Faire admettre le principe de liberté de conscience
L’article 6, qui a également fait l’objet d’âpres débats, articule de manière surprenante les deux logiques de l’islamité de l’État et des libertés individuelles. En échange de l’abandon de la criminalisation de "l’atteinte au sacré", disposition d’essence théocratique qui figurait dans la mouture originelle de l’article, Ennahdha a obtenu que l’État devienne "le garant de la religion" et "protège le sacré". Mais les modernistes, de leur côté, ont réussi à faire admettre le principe de la liberté de conscience et à ériger sa protection au rang d’obligation étatique, au même titre que la liberté de croyance et le libre exercice du culte. La notion de liberté de conscience figurait effectivement dans la traduction française de la Constitution de 1959, mais pas dans sa version arabe, qui mentionnait uniquement la liberté de croyance.
Cette affirmation de la liberté de conscience est révolutionnaire. Elle signifie concrètement la possibilité, pour un musulman, de changer de religion, voire d’abandonner toute forme de religion, et ce alors que le crime d’apostasie est passible de la peine de mort pour l’orthodoxie sunnite. Les Constituants ont fait preuve de moins d’audace sur la question de l’abolition de la peine capitale. L’amendement des élues Hasna Marsit et Nadia Chaabane n’a recueilli que 50 votes. Il en aurait fallu 109 pour qu’il soit adopté.
>> Lire aussi : Droits et libertés, les compromis les plus audacieux
La question du régime politique, longtemps source de blocage, a finalement été tranchée. Ennahdha voulait un régime parlementaire intégral accordant la prééminence absolue au Premier ministre. L’opposition a tenté de se cramponner au régime mixte "à la française". Les islamistes, en minorité, ont fini par accepter que le chef de l’État soit élu par le peuple, plutôt que désigné par un vote de l’Assemblée. Conscients du fait qu’ils ne disposent pas encore de candidat en mesure de l’emporter à la présidentielle, désireux d’éviter une situation de cohabitation, synonyme de neutralisation réciproque des deux têtes de l’exécutif, les islamistes souhaitaient que le président élu soit cantonné à des fonctions symboliques et protocolaires. Un système "à la portugaise". Un compromis a été trouvé. L’essentiel du pouvoir restera entre les mains du Premier ministre. Mais le président disposera du droit de grâce, de la faculté de dissoudre l’Assemblée en cas de crise politique grave. Il pourra demander une deuxième délibération des lois et aura un droit de regard sur les nominations des ministres de la Défense et des Affaires étrangères. Plus qu’un arbitre, il sera donc presque un recours. Le nombre de mandats présidentiels sera limité à deux. La limite d’âge, fixée à 75 ans dans les premières moutures de l’avant-projet aurait du être supprimée. Vivement contestée par Nida Tounes, cette disposition éliminait virtuellement Béji Caïd Essebsi, l’ancien Premier ministre de la transition, âgé de 87 ans, et favori des sondages. Un amendement consensuel allant dans ce sens a été mis au vote, le 11 janvier. Il n’a pas recueilli le nombre de voix nécessaires (81 au lieu des 109 requises). Du coup, les choses restent en suspens, et l’article 73 sera réexaminé une fois le vote terminé sur les autres chapitres de la Constitution.

■ ■ ■ ■

# CONSIGNE ÉCRITE A:
Extrayez de l'extrait ci-dessus consacré à la Constitution le passage compris entre « Faire admettre le principe de liberté » et « liberté de croyance. », ces deux bornes incluses.

# DONNÉES DE TRAVAIL:
■ ■ ■ ■

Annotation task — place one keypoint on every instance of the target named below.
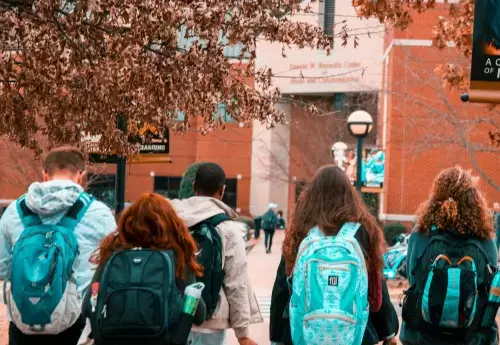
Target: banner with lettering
(485, 66)
(372, 168)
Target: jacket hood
(198, 208)
(52, 197)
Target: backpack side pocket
(410, 307)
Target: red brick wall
(417, 119)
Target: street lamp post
(359, 124)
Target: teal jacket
(416, 246)
(51, 200)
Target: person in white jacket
(63, 173)
(237, 307)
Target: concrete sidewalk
(262, 271)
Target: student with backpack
(333, 258)
(136, 295)
(269, 223)
(451, 261)
(228, 293)
(46, 239)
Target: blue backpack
(43, 298)
(329, 303)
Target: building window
(102, 187)
(299, 187)
(168, 186)
(329, 19)
(231, 194)
(221, 112)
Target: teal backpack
(329, 303)
(43, 298)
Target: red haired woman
(151, 225)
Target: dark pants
(257, 233)
(268, 238)
(69, 336)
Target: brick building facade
(426, 128)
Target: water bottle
(192, 296)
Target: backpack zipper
(329, 317)
(337, 265)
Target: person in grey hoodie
(237, 307)
(63, 173)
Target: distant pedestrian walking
(269, 223)
(451, 260)
(46, 239)
(281, 221)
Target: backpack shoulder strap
(28, 217)
(77, 211)
(348, 230)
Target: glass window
(329, 16)
(102, 187)
(168, 186)
(231, 194)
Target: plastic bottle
(192, 296)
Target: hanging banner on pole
(153, 147)
(485, 66)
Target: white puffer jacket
(238, 307)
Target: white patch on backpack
(333, 281)
(34, 300)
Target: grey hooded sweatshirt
(237, 307)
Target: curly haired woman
(451, 248)
(329, 202)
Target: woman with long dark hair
(329, 202)
(150, 223)
(453, 241)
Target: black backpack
(210, 257)
(138, 299)
(447, 301)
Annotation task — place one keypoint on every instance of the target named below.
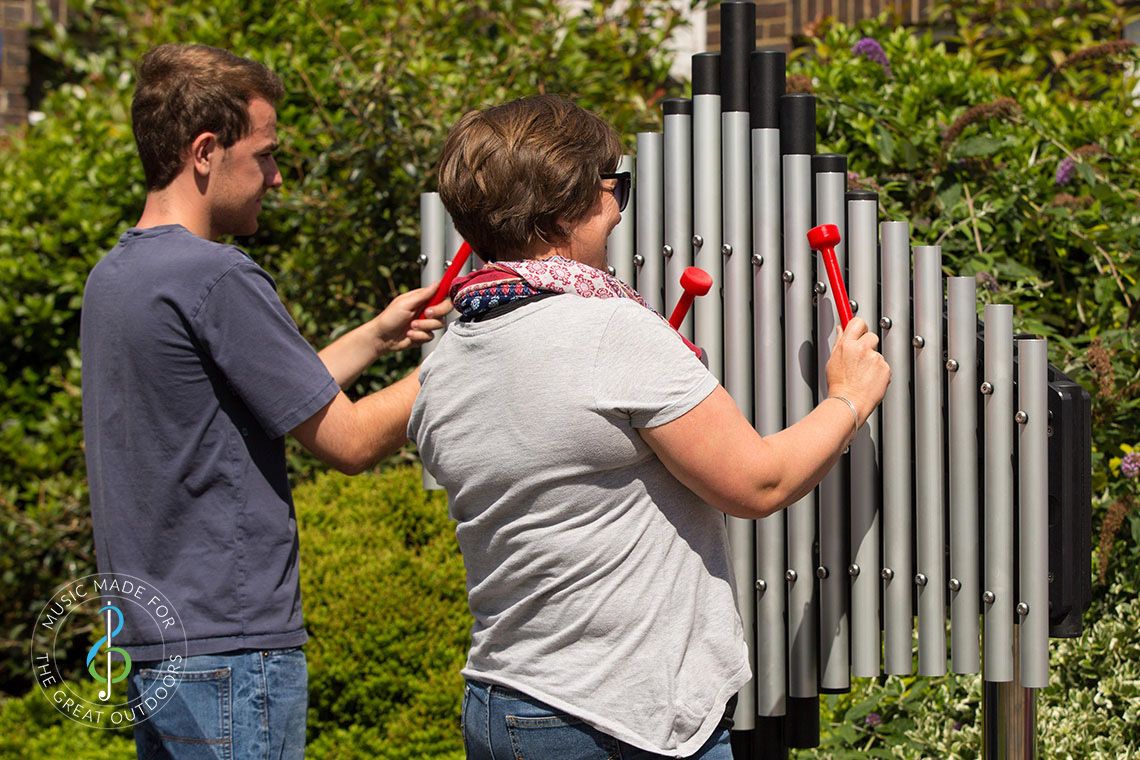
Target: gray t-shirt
(193, 373)
(599, 583)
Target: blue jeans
(231, 705)
(499, 724)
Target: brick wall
(16, 18)
(778, 21)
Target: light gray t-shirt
(599, 583)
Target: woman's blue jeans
(231, 705)
(499, 724)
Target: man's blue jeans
(501, 724)
(231, 705)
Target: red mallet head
(694, 282)
(824, 238)
(445, 284)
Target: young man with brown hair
(193, 374)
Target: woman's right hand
(856, 370)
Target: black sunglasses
(621, 187)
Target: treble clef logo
(92, 653)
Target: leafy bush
(372, 91)
(385, 605)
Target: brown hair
(515, 173)
(185, 90)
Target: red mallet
(453, 271)
(824, 238)
(694, 282)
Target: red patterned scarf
(498, 284)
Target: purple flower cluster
(1065, 171)
(870, 49)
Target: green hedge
(385, 603)
(372, 90)
(385, 606)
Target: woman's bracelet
(854, 418)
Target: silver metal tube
(1009, 718)
(799, 381)
(738, 359)
(1033, 511)
(678, 206)
(835, 669)
(619, 247)
(707, 310)
(929, 480)
(865, 451)
(897, 477)
(432, 222)
(767, 342)
(649, 214)
(998, 586)
(962, 390)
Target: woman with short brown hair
(588, 456)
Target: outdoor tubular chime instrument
(965, 496)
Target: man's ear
(203, 150)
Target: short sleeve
(244, 327)
(644, 372)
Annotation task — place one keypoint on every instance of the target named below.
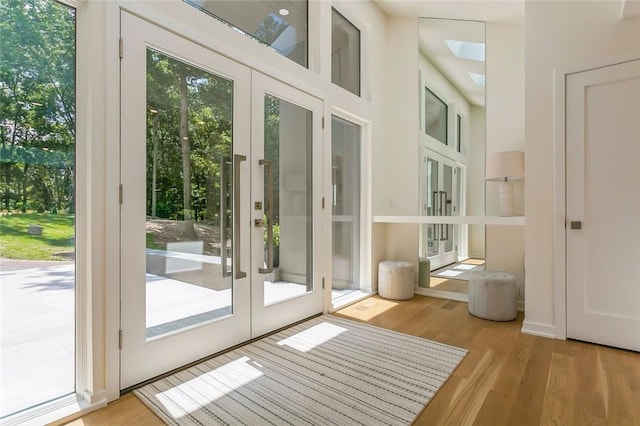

■ ■ ■ ■

# CONSIGNE ÉCRITE B:
Extrayez, parmi les lignes ci-dessus, chacune de celles qui contiennent la chaîne « jacket ».

# RÉPONSE ATTENDUE A:
Faire admettre le principe de liberté de conscience
L’article 6, qui a également fait l’objet d’âpres débats, articule de manière surprenante les deux logiques de l’islamité de l’État et des libertés individuelles. En échange de l’abandon de la criminalisation de "l’atteinte au sacré", disposition d’essence théocratique qui figurait dans la mouture originelle de l’article, Ennahdha a obtenu que l’État devienne "le garant de la religion" et "protège le sacré". Mais les modernistes, de leur côté, ont réussi à faire admettre le principe de la liberté de conscience et à ériger sa protection au rang d’obligation étatique, au même titre que la liberté de croyance et le libre exercice du culte. La notion de liberté de conscience figurait effectivement dans la traduction française de la Constitution de 1959, mais pas dans sa version arabe, qui mentionnait uniquement la liberté de croyance.

# RÉPONSE ATTENDUE B:
Target: jacket hood
Target: teal jacket
Target: person in white jacket
Target: white puffer jacket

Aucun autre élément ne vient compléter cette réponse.